- [WHAT TO WORK ON]:
The full listing below should be copied verbatim.

+ + +

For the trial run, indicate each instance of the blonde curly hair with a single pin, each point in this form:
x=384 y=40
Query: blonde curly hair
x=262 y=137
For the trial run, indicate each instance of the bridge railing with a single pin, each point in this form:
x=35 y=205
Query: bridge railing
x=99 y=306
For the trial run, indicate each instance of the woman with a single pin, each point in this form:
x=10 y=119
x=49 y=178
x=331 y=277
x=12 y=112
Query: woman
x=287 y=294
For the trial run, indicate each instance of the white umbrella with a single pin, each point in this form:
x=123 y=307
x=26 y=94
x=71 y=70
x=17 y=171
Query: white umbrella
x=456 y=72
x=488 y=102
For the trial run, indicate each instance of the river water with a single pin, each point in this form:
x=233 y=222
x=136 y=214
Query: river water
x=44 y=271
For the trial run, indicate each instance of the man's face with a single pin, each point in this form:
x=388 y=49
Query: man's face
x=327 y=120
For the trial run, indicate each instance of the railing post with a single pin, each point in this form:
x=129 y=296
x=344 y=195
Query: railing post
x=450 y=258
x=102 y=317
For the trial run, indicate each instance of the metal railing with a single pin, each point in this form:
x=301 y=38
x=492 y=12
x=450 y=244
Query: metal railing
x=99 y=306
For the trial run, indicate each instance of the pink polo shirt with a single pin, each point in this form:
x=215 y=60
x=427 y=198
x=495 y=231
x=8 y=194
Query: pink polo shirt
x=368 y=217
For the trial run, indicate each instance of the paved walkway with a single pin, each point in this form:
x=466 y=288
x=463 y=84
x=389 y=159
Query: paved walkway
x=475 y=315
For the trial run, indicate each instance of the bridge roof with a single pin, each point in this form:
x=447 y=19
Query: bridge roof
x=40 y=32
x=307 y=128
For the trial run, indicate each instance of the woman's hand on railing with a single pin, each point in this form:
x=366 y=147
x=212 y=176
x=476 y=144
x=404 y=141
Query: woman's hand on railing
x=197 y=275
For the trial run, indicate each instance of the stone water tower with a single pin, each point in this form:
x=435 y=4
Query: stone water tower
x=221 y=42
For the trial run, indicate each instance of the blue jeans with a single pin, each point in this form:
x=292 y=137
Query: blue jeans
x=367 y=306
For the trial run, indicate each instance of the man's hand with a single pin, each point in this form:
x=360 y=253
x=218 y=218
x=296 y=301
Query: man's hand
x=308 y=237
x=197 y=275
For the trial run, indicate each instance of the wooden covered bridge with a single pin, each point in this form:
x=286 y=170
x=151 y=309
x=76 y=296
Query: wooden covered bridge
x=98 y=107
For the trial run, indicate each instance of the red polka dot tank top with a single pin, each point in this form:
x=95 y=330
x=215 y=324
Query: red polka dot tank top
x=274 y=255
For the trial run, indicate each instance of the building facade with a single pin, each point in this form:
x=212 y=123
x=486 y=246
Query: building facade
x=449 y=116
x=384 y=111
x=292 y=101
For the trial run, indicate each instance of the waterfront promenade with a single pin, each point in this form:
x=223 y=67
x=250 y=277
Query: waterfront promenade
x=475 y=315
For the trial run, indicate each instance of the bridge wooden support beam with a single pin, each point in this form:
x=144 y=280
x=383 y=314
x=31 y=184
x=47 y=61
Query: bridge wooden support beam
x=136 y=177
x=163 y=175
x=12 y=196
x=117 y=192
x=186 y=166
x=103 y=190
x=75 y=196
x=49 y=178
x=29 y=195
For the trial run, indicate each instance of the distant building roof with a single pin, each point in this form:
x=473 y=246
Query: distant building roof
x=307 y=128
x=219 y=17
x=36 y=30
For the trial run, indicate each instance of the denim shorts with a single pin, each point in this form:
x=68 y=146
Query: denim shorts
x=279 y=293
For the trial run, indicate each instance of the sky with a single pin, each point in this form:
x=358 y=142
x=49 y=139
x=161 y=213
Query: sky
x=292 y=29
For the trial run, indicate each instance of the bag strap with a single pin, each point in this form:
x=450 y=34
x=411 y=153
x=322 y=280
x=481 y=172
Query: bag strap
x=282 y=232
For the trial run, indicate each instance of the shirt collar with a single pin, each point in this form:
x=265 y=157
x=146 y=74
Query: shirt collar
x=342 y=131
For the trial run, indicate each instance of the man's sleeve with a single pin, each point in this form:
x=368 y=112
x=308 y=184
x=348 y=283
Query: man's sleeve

+ + +

- [TASK RESPONSE]:
For the trial run, indicate each instance of the blonde curly hair with a single pin, each point in this form:
x=384 y=40
Query: blonde curly hair
x=262 y=137
For the trial run, indicate each instance of the bridge railing with a single pin, each point in this form:
x=35 y=205
Query: bridge railing
x=99 y=306
For the trial run, indicate each instance of the woman with a single pin, each point in this form:
x=10 y=119
x=49 y=178
x=331 y=277
x=12 y=112
Query: woman
x=287 y=294
For the trial run, indicate each instance of the white umbrella with a single pin, each point in this form:
x=123 y=307
x=26 y=94
x=71 y=70
x=17 y=171
Query: white umbrella
x=456 y=72
x=488 y=102
For the trial run, indicate each instance of the river water with a single pin, each point in this form:
x=233 y=222
x=136 y=214
Query: river water
x=44 y=271
For the trial run, indicate each instance of the man's face with a single pin, each point in this form:
x=388 y=49
Query: man's face
x=327 y=120
For the trial run, indicate each instance of the railing post with a single pin, each point in this form:
x=129 y=296
x=344 y=195
Query: railing post
x=450 y=258
x=102 y=317
For the trial run, indicate each instance of the metal railing with a single pin, each point in this form:
x=301 y=38
x=492 y=12
x=450 y=244
Query: metal railing
x=99 y=306
For the trial run, indicate each instance of the pink polo shirt with a single pin, each point in this form:
x=215 y=60
x=427 y=198
x=495 y=231
x=8 y=194
Query: pink polo shirt
x=368 y=217
For the trial run, indicate each instance of the paved walkway with a single pin, each point in this form:
x=466 y=288
x=463 y=84
x=389 y=159
Query: paved walkway
x=475 y=315
For the trial run, indicate each instance of the bridge roof with a single pin, each point in this form:
x=447 y=19
Query: bridge roof
x=40 y=32
x=307 y=128
For the trial run, indicate each instance of the woman's hand on railing with a single pin, each point in this form:
x=366 y=147
x=212 y=176
x=476 y=144
x=404 y=141
Query: woman's hand on railing
x=197 y=275
For the trial run, indicate each instance of the stone water tower with a single pin, each point in this form:
x=435 y=4
Query: stone water tower
x=221 y=42
For the trial run, indicate each instance of the blue jeans with a single pin, each point in this form:
x=292 y=137
Query: blue jeans
x=367 y=306
For the trial run, indicate each instance of the man's hand with a single pin, each point in this form:
x=360 y=253
x=218 y=218
x=296 y=301
Query: man's hand
x=308 y=237
x=197 y=275
For the trial run, indicate each instance of the wooden covered bridge with a single pin, each point in this form:
x=286 y=170
x=151 y=309
x=76 y=296
Query: wooden covered bridge
x=98 y=107
For the trial run, indicate each instance of the red polka dot tank top with a single pin, each point in this form:
x=95 y=330
x=215 y=324
Query: red polka dot tank top
x=274 y=255
For the trial run, indicate each instance of the building facade with a single pin, each point in this form:
x=212 y=123
x=486 y=246
Query: building facade
x=449 y=116
x=384 y=111
x=292 y=101
For the trial run, indicate each instance of the waterfront promenade with a single pin, each point in this form:
x=223 y=67
x=250 y=277
Query: waterfront promenade
x=475 y=315
For the trial run, indicate each instance of the bridge wooden support beam with a single pin, each point in this form:
x=144 y=280
x=383 y=314
x=31 y=184
x=47 y=61
Query: bridge wooden support beam
x=136 y=177
x=163 y=175
x=12 y=196
x=117 y=192
x=186 y=166
x=103 y=190
x=75 y=196
x=49 y=178
x=29 y=195
For the trial run, indicate each instance of the distant building roof with a single pin, each point in this form:
x=473 y=246
Query: distant building roof
x=307 y=128
x=219 y=17
x=36 y=30
For the trial run, indicate each instance of the denim shorts with a single pin, each point in this form:
x=68 y=146
Query: denim shorts
x=279 y=293
For the trial run, indicate each instance of the sky with a single pin, each point in this form:
x=358 y=142
x=49 y=139
x=161 y=213
Query: sky
x=292 y=29
For the trial run, indicate each instance of the bag strap with a single pin, each point in this form:
x=450 y=34
x=411 y=153
x=322 y=280
x=481 y=172
Query: bag strap
x=282 y=232
For the trial run, indicate each instance of the shirt collar with a single pin, each point in this form:
x=265 y=157
x=146 y=74
Query: shirt collar
x=342 y=131
For the trial run, indicate each instance of the man's sleeve with a single pin, each point in this form:
x=368 y=112
x=308 y=184
x=348 y=283
Query: man's sleeve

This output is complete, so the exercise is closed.